# Problem statement
When you answer, give every record back exactly as written.
=== Begin Enclosure ===
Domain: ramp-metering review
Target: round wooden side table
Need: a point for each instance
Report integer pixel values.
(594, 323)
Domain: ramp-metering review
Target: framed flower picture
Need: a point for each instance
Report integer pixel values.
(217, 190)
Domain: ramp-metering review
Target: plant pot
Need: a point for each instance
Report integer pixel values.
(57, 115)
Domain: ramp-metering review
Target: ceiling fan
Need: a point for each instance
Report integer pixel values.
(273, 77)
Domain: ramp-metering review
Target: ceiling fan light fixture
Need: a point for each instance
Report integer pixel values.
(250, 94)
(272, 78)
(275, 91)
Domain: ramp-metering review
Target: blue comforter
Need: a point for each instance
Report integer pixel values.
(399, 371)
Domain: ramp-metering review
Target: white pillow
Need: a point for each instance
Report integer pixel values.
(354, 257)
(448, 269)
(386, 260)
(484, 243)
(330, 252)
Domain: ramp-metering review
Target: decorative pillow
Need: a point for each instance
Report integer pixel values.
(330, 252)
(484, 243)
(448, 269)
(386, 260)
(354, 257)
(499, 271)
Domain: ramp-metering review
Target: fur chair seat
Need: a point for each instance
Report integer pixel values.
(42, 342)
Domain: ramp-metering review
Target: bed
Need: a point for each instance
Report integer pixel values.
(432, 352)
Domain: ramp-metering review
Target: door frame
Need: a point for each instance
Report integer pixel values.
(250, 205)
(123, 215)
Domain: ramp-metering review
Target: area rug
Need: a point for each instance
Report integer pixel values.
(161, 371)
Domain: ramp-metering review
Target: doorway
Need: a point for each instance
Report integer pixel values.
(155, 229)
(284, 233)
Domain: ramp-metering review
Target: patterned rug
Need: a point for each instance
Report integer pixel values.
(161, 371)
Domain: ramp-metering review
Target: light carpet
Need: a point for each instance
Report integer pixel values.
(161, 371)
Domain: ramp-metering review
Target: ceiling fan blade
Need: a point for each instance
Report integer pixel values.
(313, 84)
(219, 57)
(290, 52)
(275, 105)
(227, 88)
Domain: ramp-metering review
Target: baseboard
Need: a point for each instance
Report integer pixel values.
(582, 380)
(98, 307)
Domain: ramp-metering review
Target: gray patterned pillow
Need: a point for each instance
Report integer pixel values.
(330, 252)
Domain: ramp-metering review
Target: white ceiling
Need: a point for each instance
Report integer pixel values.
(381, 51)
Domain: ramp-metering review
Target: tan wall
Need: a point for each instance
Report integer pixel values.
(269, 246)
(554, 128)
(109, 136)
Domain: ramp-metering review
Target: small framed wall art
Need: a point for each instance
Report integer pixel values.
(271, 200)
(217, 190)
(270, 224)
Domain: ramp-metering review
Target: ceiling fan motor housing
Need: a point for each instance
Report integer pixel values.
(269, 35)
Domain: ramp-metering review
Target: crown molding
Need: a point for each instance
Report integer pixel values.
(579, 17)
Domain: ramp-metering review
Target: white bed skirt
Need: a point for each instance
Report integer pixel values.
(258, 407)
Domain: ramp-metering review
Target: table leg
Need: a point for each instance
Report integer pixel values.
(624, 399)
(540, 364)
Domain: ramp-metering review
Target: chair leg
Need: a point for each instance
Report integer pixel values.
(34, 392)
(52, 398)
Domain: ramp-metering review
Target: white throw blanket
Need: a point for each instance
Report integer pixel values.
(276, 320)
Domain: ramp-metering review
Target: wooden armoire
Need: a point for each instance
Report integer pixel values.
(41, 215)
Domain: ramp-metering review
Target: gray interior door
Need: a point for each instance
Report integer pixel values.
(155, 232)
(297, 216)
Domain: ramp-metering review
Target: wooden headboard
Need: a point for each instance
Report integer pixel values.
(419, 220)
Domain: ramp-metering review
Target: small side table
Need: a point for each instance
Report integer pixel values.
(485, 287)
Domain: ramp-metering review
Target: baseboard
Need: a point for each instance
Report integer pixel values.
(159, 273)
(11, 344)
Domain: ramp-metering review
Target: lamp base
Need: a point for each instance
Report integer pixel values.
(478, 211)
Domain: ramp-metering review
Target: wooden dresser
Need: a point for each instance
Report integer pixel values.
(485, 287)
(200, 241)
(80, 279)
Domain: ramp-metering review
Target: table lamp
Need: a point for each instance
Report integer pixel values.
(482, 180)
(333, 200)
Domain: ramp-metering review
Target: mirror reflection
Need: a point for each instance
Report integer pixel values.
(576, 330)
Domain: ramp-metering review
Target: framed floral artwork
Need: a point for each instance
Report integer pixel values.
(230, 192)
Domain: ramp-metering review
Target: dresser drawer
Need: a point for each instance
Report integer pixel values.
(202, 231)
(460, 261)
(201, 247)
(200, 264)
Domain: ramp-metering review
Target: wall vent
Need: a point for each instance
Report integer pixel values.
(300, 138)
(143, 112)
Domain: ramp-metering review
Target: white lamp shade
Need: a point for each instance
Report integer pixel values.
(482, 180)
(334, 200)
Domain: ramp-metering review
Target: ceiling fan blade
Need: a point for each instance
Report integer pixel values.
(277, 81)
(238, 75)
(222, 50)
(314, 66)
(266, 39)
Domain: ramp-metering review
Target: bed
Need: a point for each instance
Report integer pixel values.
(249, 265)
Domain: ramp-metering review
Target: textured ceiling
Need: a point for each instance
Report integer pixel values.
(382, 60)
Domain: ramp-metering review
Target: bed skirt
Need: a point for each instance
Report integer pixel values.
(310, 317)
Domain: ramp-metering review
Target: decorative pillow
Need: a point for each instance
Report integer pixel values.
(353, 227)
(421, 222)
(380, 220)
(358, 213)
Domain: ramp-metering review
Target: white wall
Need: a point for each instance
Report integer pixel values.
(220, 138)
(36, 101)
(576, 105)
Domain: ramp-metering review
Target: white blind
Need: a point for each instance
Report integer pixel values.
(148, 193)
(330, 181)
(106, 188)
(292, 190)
=== End Enclosure ===
# Exercise answer
Domain: ramp-metering review
Target: round wooden side table
Need: a point for each instance
Report integer pixel values.
(594, 323)
Domain: ramp-metering review
Target: framed flower picture
Need: a point for each instance
Report integer pixel values.
(217, 190)
Domain: ramp-metering review
Target: plant pot
Need: a point for each instance
Report integer pixel values.
(57, 115)
Domain: ramp-metering review
Target: ceiling fan
Need: a point for each instance
Report integer pixel values.
(273, 77)
Domain: ramp-metering review
Target: ceiling fan light fixture
Need: a point for each instance
Report integer pixel values.
(250, 94)
(272, 78)
(275, 91)
Domain: ramp-metering review
Target: blue comforter
Need: a point for each instance
Report integer pixel values.
(399, 371)
Domain: ramp-metering review
Target: white pillow
Need: a point for each instance
Report integer pixel values.
(354, 257)
(448, 269)
(386, 260)
(484, 243)
(330, 252)
Domain: ramp-metering review
Target: decorative pillow
Need: a point for each instance
Report integer pixel values.
(330, 252)
(484, 243)
(448, 269)
(386, 260)
(354, 257)
(499, 271)
Domain: ramp-metering review
Target: fur chair seat
Need: a point for each instance
Report integer pixel values.
(42, 342)
Domain: ramp-metering review
Target: bed
Need: a point for each instance
Report integer pixel values.
(432, 352)
Domain: ramp-metering review
Target: door frame
Need: a point for each instance
Report integer pixel values.
(250, 205)
(123, 215)
Domain: ramp-metering review
Target: area rug
Need: a point for each instance
Report integer pixel values.
(161, 371)
Domain: ramp-metering review
Target: doorway
Need: a point for each instance
Report integer pixel values.
(155, 229)
(284, 233)
Domain: ramp-metering review
Target: patterned rug
Need: a point for each instance
Report integer pixel values.
(161, 371)
Domain: ramp-metering review
Target: light carpet
Need: a point for each instance
Report integer pixel values.
(161, 371)
Domain: ramp-metering review
Target: ceiling fan blade
Need: a point for each instance
Report integer pixel values.
(313, 84)
(219, 57)
(290, 52)
(275, 105)
(227, 88)
Domain: ramp-metering review
Target: baseboard
Need: a point for each instance
Report integer pixel values.
(582, 380)
(98, 307)
Domain: ramp-metering review
Target: gray patterned pillow
Need: a point for each instance
Report integer pixel values.
(330, 252)
Domain: ramp-metering review
Target: white ceiling
Need: a point for each instance
Report integer pixel values.
(381, 51)
Domain: ramp-metering review
Target: tan wall
Need: a point for each instance
Report integer pixel values.
(269, 246)
(554, 128)
(109, 136)
Domain: ramp-metering review
Target: small framed wall art
Need: a point for each instance
Report integer pixel values.
(271, 200)
(217, 190)
(270, 224)
Domain: ramp-metering review
Target: ceiling fan motor housing
Need: a point for each instance
Report integer pixel values.
(269, 35)
Domain: ramp-metering review
Target: crown molding
Need: a point for each instance
Report integer pixel values.
(579, 17)
Domain: ramp-metering review
Target: white bed skirt
Need: a point for each instance
Report integer pixel values.
(258, 407)
Domain: ramp-metering review
Target: table leg
Need: a point for each instance
Report integer pixel values.
(624, 399)
(540, 364)
Domain: ramp-metering review
Target: chair leg
Need: a point for each instance
Report integer pixel values.
(34, 392)
(52, 398)
Domain: ramp-metering review
Target: white throw blanket
Need: a point for each instance
Report integer pixel values.
(276, 320)
Domain: ramp-metering review
Target: wooden armoire
Need: a point for each instance
Report integer pixel values.
(41, 215)
Domain: ramp-metering review
Target: gray interior door
Need: a point for each instance
Report integer pixel values.
(155, 232)
(297, 216)
Domain: ramp-metering review
Target: wooden headboard
Need: a point for each instance
Report integer pixel values.
(419, 220)
Domain: ramp-metering review
Target: small side table
Need: a point for each instance
Report integer pixel values.
(485, 287)
Domain: ramp-metering review
Target: baseboard
Need: a point for each instance
Report integer pixel values.
(159, 273)
(11, 344)
Domain: ramp-metering review
Target: lamp base
Need: a point for each instance
Report integer pixel values.
(478, 211)
Domain: ramp-metering review
Target: wooden dresser
Need: a point for each instance
Report integer pixel values.
(485, 287)
(200, 241)
(80, 279)
Domain: ramp-metering review
Target: table lamp
Need: a point for each instance
Report integer pixel values.
(482, 180)
(333, 200)
Domain: ramp-metering review
Target: mirror reflection
Need: a point for each instance
Report integer pixel values.
(576, 330)
Domain: ramp-metering review
Target: framed floral artwork
Need: a point for each instance
Report integer pixel values.
(230, 192)
Domain: ramp-metering review
Target: dresser drawer
Need: a point for each instance
Report integer pixel values.
(202, 231)
(460, 261)
(201, 247)
(200, 264)
Domain: ramp-metering review
Target: wall vent
Need: a point for each instance
Report integer pixel values.
(300, 138)
(143, 112)
Domain: ramp-metering review
Target: white lamp shade
Need: a point for each instance
Report integer pixel values.
(482, 180)
(334, 200)
Domain: ramp-metering review
Target: ceiling fan blade
Need: a point for each instance
Report integer pixel values.
(277, 81)
(238, 75)
(222, 50)
(314, 66)
(266, 39)
Domain: ramp-metering review
Target: bed
Need: a point for each instance
Report integer pixel values.
(249, 265)
Domain: ramp-metering review
Target: textured ceiling
Need: a point for each instance
Report integer pixel values.
(382, 60)
Domain: ramp-metering review
Target: bed skirt
Need: a point for each instance
Report integer pixel values.
(310, 317)
Domain: ramp-metering review
Target: decorative pillow
Need: a point for each instance
Report integer pixel values.
(353, 227)
(421, 222)
(380, 220)
(358, 213)
Domain: ramp-metering review
Target: white wall
Need: a point for each instance
Report integer pixel values.
(220, 138)
(36, 101)
(576, 105)
Domain: ramp-metering review
Target: white blind
Need: a point for each instance
Report integer pixel values.
(148, 193)
(330, 181)
(106, 188)
(292, 190)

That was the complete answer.